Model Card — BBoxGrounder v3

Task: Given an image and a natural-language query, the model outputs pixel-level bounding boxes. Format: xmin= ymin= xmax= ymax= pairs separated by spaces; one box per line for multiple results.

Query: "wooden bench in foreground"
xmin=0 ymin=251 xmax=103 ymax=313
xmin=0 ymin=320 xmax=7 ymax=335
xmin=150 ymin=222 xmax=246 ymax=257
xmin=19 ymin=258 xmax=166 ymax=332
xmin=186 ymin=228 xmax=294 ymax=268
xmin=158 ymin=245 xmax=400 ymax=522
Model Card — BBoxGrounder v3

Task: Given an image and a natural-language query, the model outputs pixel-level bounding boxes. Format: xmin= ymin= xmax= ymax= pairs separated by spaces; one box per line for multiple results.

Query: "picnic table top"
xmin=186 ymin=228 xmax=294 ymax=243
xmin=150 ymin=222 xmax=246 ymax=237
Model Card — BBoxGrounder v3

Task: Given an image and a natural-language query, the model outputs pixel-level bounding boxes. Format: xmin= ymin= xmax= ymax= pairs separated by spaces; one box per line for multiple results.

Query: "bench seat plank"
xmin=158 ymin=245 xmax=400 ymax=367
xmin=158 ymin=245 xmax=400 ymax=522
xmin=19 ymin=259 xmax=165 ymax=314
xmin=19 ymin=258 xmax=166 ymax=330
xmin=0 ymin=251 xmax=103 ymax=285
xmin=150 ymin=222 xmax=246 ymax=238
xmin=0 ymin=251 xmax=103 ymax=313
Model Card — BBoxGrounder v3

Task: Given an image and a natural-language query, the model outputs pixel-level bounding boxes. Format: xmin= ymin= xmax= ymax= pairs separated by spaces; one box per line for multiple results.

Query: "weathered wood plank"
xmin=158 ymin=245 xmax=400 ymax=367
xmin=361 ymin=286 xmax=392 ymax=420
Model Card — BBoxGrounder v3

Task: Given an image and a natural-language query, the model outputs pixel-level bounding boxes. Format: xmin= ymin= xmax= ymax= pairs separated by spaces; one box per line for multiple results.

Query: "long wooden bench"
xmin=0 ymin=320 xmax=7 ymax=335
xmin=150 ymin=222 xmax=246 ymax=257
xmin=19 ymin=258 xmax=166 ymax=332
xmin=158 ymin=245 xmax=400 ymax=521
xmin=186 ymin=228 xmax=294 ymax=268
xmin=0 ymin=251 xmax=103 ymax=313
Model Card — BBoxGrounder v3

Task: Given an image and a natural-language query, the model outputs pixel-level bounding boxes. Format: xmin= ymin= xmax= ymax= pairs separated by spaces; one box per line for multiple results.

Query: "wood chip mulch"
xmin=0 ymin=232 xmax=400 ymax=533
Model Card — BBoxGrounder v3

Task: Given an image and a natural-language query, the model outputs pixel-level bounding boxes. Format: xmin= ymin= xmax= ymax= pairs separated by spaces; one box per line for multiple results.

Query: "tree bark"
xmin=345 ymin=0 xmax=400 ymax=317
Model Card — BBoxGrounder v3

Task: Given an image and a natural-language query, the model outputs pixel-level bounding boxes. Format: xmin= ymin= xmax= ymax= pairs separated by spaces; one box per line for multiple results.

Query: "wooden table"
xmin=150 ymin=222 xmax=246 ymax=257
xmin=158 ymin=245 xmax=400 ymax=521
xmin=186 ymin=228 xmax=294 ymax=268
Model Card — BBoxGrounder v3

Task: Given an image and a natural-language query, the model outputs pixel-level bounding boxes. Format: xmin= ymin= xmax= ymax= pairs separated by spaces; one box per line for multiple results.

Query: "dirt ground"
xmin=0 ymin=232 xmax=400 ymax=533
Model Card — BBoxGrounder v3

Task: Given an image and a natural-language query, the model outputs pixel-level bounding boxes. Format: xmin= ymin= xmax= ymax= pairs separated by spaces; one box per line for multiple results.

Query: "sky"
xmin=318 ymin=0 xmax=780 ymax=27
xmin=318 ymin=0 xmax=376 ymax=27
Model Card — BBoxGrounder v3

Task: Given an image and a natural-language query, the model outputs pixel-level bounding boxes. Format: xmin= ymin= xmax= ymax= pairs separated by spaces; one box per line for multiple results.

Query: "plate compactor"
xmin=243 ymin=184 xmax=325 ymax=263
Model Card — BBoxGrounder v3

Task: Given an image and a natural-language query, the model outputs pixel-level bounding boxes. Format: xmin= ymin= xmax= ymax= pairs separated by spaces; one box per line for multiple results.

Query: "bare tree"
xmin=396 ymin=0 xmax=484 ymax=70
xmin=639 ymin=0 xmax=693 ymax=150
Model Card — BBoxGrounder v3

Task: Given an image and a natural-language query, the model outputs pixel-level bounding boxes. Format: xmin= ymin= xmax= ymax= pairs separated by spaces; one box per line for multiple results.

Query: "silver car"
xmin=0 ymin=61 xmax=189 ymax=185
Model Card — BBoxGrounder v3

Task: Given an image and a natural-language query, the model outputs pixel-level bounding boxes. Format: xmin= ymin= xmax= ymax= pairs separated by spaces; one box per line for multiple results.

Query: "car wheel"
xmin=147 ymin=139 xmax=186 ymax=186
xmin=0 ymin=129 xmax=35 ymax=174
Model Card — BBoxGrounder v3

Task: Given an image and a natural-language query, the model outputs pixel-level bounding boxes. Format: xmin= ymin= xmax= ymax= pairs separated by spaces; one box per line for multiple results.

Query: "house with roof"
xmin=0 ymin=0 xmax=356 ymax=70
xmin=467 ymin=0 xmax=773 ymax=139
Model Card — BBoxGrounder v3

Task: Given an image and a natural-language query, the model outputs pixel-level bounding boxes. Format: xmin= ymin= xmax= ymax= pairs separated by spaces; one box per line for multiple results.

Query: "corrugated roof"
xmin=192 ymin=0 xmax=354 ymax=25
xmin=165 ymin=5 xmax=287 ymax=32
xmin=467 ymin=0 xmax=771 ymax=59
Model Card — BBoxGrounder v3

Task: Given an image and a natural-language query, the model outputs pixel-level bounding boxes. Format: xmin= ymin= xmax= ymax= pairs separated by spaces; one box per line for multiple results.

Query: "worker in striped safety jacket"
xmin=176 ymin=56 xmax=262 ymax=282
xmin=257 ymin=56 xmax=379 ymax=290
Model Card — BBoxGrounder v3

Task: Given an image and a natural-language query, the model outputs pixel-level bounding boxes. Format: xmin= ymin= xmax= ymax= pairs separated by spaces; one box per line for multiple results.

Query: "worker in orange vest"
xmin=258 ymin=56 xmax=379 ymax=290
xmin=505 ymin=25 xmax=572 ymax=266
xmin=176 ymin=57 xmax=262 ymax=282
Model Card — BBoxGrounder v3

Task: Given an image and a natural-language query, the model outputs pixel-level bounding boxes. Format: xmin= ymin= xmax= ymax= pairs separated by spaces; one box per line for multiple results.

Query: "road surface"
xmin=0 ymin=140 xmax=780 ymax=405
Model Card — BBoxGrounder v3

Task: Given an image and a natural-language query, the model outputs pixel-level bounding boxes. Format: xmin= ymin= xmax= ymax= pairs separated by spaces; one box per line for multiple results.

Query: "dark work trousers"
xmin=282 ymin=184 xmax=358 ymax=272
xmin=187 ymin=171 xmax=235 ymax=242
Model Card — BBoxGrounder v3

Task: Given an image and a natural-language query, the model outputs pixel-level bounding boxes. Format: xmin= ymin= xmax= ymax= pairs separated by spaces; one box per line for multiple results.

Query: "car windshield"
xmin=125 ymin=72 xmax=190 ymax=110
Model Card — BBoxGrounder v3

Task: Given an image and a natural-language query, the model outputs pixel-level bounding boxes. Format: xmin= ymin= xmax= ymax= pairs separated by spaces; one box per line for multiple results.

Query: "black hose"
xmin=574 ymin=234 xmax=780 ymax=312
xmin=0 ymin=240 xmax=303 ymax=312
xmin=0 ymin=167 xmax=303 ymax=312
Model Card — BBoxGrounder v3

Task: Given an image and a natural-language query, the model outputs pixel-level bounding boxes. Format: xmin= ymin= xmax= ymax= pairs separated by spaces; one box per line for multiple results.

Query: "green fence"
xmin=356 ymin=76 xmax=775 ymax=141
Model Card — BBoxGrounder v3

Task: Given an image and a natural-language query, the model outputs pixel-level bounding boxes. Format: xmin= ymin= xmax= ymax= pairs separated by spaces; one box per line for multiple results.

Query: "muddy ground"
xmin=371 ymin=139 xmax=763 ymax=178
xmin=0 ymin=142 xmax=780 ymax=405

━━━━━━━━━━

* _EXERCISE TASK_:
Rewrite the records from the start through the line with "xmin=361 ymin=286 xmax=392 ymax=420", inclusive, replacing "weathered" with "worn" and keeping everything else the same.

* _ANSWER FOR THE TASK_:
Model Card — BBoxGrounder v3

Task: Given an image and a natural-language query, the model outputs pixel-level bounding boxes. Format: xmin= ymin= xmax= ymax= pairs separated by spaces; one box per line for multiple results.

Query: "wooden bench in foreground"
xmin=0 ymin=251 xmax=103 ymax=313
xmin=0 ymin=320 xmax=7 ymax=335
xmin=150 ymin=222 xmax=246 ymax=257
xmin=19 ymin=258 xmax=166 ymax=332
xmin=186 ymin=228 xmax=294 ymax=268
xmin=158 ymin=245 xmax=400 ymax=522
Model Card — BBoxGrounder v3

Task: Given an image and a natural-language query, the model outputs pixel-level bounding boxes. Format: xmin= ymin= xmax= ymax= pairs separated by spaces; one box per line for multiple results.

Query: "picnic table top"
xmin=186 ymin=228 xmax=294 ymax=243
xmin=150 ymin=222 xmax=246 ymax=237
Model Card — BBoxGrounder v3

Task: Given an image and a natural-language query, the model outputs pixel-level bounding boxes. Format: xmin= ymin= xmax= ymax= pairs separated by spaces; one box per line for multiple results.

Query: "bench seat plank"
xmin=158 ymin=245 xmax=400 ymax=367
xmin=158 ymin=245 xmax=400 ymax=522
xmin=19 ymin=259 xmax=165 ymax=314
xmin=19 ymin=258 xmax=166 ymax=330
xmin=0 ymin=251 xmax=103 ymax=285
xmin=150 ymin=222 xmax=246 ymax=238
xmin=0 ymin=251 xmax=103 ymax=313
Model Card — BBoxGrounder v3

Task: Given an image and a natural-language query, the model outputs pixel-level bounding boxes. Format: xmin= ymin= xmax= ymax= pairs separated by spaces; one box per line for multiple results.

Query: "worn wood plank"
xmin=158 ymin=245 xmax=400 ymax=367
xmin=361 ymin=286 xmax=392 ymax=420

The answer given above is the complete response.